Exercise requirements:
1. Answer these questions from the passage on the exclusionary rule:
(a) Before today's opinion, to what kind of conduct had the Court applied the good faith exception?
(b) In Arizona v. Evans, whose error was at issue?
(c) Which case does the passage cite for the statement that the exclusionary rule is triggered by negligence?
2. Quote the passage on the exclusionary rule, starting with "The opinion has" and going on through "ordinary police conduct.".

Given passage:
[start]

The opinion has nothing to do with the fact that the error here is one of recordkeeping.  It applies fully to negligence by police officers in their day-to-day determination whether there is probable cause to conduct a search.  If the officer makes an objectively reasonable mistake – i.e., he is merely negligent – the exclusionary rule does not apply to whatever evidence he finds.  Put another way, the Supreme Court today extended the good faith exception to ordinary police conduct.

As I understand the Fourth Amendment, that is a significant shift in the Court’s jurisprudence, which itself follows on the Court’s signal in Hudson v. Michigan that it was considering a significant narrowing of the exclusionary rule.  Previously, the Court had applied the good faith exception only to non-police conduct.  See United States v. Leon, 468 U.S. 897 (1984) (magistrate error in finding probable cause); Massachusetts v. Sheppard, 468 U.S. 981 (1984) (judge’s error in correcting warrant); Illinois v. Krull, 480 U.S. 340 (1987) (statute later declared unconstitutional); Arizona v. Evans, 514 U.S. 1 (1995) (court clerk error).  The rationale of those cases was that exclusion would not “deter police misconduct.”  Leon, 468 U.S. at 916.  By contrast, the Court had made clear that when police officers “have engaged in willful, or at the very least negligent, conduct,” courts “refus[e] to admit evidence gained as a result of such conduct” in order to “instill in those particular investigating officers, or in their future counterparts, a greater degree of care towards the rights of the accused.”  United States v. Peltier, 422 U.S. 531, 538 (1975).  Note in particular the specific statement in Peltier that the exclusionary rule is triggered by negligence, which seemingly is largely repudiated today.

[end]

Stored records:
[start]

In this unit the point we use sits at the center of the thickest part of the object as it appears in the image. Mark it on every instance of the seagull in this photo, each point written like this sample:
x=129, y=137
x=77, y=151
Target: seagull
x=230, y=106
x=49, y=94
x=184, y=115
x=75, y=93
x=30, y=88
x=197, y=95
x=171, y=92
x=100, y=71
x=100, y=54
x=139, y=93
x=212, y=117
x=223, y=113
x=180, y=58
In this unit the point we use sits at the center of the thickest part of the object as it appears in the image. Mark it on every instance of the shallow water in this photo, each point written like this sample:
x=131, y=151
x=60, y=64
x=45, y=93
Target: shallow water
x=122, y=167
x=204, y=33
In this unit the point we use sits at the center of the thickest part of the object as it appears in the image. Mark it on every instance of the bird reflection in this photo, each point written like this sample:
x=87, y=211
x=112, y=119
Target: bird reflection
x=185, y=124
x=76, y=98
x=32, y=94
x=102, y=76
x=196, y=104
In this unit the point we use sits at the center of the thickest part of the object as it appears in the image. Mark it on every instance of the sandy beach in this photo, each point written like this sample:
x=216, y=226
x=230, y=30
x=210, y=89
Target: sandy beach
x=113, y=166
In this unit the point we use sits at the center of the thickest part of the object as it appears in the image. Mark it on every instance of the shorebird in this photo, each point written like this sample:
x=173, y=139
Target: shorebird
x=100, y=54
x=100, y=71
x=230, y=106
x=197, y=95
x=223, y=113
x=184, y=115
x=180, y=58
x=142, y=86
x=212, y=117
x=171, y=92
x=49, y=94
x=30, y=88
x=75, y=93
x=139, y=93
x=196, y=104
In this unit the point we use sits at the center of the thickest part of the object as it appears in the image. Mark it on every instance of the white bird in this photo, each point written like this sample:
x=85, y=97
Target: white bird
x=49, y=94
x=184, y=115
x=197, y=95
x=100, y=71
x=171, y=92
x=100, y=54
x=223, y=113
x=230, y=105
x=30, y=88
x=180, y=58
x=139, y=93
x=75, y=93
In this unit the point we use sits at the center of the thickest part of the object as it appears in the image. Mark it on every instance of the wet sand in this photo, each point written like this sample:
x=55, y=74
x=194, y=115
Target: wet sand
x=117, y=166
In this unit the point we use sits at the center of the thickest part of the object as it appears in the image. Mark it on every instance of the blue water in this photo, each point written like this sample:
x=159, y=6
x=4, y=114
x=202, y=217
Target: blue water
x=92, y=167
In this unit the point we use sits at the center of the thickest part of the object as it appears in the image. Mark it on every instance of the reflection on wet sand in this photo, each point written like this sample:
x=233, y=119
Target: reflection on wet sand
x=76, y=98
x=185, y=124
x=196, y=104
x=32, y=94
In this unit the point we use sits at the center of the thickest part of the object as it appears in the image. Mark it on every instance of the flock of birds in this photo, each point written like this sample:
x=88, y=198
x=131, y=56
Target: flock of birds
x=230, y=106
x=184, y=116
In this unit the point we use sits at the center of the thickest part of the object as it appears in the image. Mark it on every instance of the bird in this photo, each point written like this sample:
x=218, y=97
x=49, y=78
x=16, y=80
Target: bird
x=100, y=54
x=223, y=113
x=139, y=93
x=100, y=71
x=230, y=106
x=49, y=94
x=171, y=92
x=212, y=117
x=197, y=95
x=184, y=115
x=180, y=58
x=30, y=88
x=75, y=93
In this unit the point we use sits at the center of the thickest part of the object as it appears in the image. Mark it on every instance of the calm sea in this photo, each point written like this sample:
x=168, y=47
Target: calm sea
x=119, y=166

[end]
[start]

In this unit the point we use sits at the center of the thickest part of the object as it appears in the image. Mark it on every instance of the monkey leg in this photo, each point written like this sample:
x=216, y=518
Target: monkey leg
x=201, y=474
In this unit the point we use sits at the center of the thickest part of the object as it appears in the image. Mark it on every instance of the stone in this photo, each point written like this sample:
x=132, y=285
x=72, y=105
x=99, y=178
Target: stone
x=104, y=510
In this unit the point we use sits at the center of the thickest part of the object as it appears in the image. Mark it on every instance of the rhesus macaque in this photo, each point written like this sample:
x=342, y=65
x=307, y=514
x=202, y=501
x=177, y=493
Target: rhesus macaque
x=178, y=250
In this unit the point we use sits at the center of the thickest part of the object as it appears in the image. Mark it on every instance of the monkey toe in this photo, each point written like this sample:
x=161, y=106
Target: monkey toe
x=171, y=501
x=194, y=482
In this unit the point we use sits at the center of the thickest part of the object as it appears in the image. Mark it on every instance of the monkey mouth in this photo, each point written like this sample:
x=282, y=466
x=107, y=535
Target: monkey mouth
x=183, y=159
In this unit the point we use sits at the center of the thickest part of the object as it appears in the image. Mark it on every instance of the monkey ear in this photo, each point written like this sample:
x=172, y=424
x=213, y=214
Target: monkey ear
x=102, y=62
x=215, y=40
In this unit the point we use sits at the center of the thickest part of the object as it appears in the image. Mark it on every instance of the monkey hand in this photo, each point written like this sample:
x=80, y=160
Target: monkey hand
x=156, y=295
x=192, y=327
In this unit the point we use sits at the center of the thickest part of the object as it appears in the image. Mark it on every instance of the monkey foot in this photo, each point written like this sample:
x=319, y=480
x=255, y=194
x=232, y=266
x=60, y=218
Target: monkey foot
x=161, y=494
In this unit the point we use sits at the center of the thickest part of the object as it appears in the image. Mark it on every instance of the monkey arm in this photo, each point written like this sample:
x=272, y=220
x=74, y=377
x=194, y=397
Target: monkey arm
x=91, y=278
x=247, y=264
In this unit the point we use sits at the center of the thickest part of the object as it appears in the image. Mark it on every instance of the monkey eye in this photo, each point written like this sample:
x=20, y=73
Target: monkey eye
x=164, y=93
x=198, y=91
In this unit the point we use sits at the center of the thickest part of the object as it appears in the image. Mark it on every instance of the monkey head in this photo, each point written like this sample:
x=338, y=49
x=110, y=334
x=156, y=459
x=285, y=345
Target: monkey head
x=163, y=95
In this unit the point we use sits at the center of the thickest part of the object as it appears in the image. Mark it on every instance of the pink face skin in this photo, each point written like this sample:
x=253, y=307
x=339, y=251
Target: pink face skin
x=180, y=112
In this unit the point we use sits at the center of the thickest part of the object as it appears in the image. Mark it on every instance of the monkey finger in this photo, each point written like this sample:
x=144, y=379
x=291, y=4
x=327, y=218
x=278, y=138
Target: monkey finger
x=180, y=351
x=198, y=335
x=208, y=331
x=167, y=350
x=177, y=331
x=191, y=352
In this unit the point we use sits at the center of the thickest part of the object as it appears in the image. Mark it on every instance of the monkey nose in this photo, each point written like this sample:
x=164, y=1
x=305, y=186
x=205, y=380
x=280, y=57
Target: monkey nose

[end]

Answers for the tasks:
1.
(a) Only non-police conduct.
(b) A court clerk's error.
(c) United States v. Peltier, 422 U.S. 531, 538 (1975).

2.
The opinion has nothing to do with the fact that the error here is one of recordkeeping.  It applies fully to negligence by police officers in their day-to-day determination whether there is probable cause to conduct a search.  If the officer makes an objectively reasonable mistake – i.e., he is merely negligent – the exclusionary rule does not apply to whatever evidence he finds.  Put another way, the Supreme Court today extended the good faith exception to ordinary police conduct.